● Your instructions
Rewrite the rows beginning at the line that contains "# locate dark" and continuing through the final row, replacing "put a pin" with "place a marker" and keeping everything else unchanged.

[Image location labeling entries]
____________

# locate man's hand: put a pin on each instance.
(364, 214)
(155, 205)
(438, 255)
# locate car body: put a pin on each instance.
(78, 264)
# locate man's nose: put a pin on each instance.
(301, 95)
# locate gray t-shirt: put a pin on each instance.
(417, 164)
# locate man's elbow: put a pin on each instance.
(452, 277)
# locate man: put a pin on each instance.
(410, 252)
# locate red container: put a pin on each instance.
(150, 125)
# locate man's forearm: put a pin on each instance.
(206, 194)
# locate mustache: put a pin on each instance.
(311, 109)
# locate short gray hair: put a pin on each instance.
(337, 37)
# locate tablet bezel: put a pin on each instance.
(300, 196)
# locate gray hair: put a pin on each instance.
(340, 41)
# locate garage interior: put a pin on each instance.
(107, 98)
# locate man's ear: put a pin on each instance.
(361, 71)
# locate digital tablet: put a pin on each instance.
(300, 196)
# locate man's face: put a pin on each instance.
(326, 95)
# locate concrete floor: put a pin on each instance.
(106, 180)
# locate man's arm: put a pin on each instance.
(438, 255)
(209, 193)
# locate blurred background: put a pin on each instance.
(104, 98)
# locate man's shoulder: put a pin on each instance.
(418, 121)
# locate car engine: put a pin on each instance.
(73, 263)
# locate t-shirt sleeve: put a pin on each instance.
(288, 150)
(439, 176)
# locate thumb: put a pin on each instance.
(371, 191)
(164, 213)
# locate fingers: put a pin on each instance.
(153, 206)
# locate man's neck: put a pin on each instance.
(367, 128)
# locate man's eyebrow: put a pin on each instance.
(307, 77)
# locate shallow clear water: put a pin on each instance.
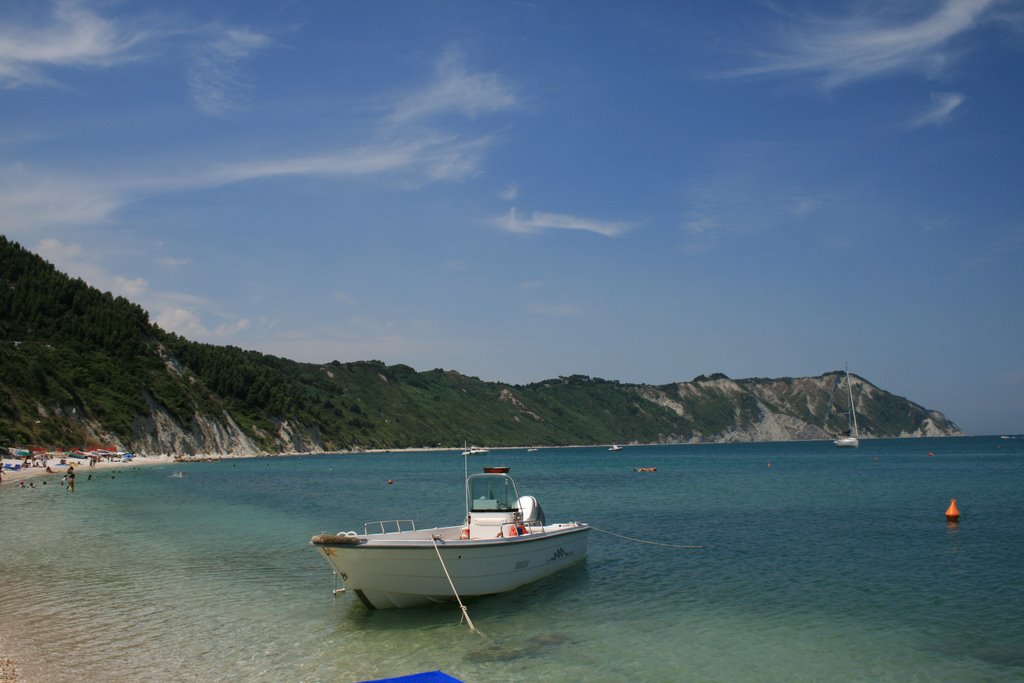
(825, 565)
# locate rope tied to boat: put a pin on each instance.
(649, 543)
(465, 612)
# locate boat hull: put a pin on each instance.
(389, 570)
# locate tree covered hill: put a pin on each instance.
(81, 367)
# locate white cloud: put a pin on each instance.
(73, 36)
(539, 221)
(437, 157)
(700, 235)
(554, 310)
(858, 47)
(943, 104)
(75, 260)
(30, 202)
(802, 207)
(216, 79)
(457, 89)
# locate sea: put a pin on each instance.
(783, 561)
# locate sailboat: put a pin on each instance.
(851, 438)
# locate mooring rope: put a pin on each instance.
(465, 612)
(649, 543)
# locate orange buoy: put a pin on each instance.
(952, 513)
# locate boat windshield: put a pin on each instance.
(492, 493)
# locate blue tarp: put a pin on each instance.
(426, 677)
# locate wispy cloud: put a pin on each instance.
(857, 47)
(72, 36)
(554, 309)
(458, 89)
(33, 200)
(30, 201)
(943, 104)
(216, 77)
(540, 221)
(438, 158)
(77, 261)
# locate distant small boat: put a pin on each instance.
(473, 450)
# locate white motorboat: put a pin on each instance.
(850, 438)
(504, 543)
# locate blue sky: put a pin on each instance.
(641, 191)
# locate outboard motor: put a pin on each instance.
(530, 510)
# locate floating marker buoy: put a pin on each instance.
(952, 514)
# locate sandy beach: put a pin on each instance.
(52, 467)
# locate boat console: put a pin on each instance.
(497, 510)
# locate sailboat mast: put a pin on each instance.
(853, 413)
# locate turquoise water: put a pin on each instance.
(826, 565)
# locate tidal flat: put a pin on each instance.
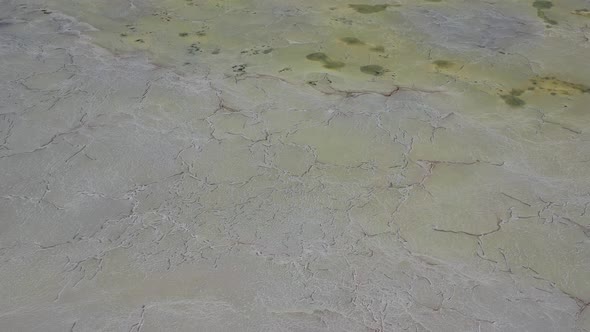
(239, 165)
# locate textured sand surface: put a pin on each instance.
(268, 165)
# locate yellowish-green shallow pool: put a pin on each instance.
(193, 165)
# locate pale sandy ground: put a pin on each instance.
(221, 181)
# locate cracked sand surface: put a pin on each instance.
(181, 166)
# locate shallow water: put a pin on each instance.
(311, 166)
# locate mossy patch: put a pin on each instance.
(378, 48)
(512, 100)
(368, 9)
(551, 84)
(582, 12)
(318, 56)
(542, 4)
(374, 70)
(325, 60)
(442, 63)
(331, 64)
(351, 41)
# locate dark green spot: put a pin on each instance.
(352, 41)
(442, 63)
(378, 48)
(368, 9)
(331, 64)
(318, 56)
(513, 100)
(542, 4)
(375, 70)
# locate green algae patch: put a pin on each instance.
(330, 64)
(374, 70)
(541, 6)
(555, 86)
(582, 12)
(351, 41)
(378, 49)
(325, 60)
(512, 100)
(442, 63)
(368, 9)
(318, 56)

____________

● Complete answer
# locate dark green spot: place a marker on each instance.
(352, 41)
(442, 63)
(378, 48)
(368, 9)
(331, 64)
(318, 56)
(513, 100)
(542, 4)
(375, 70)
# locate green algae patch: place a marker on each instance.
(330, 64)
(374, 70)
(541, 6)
(555, 86)
(582, 12)
(351, 41)
(378, 49)
(325, 60)
(512, 100)
(442, 63)
(368, 9)
(318, 56)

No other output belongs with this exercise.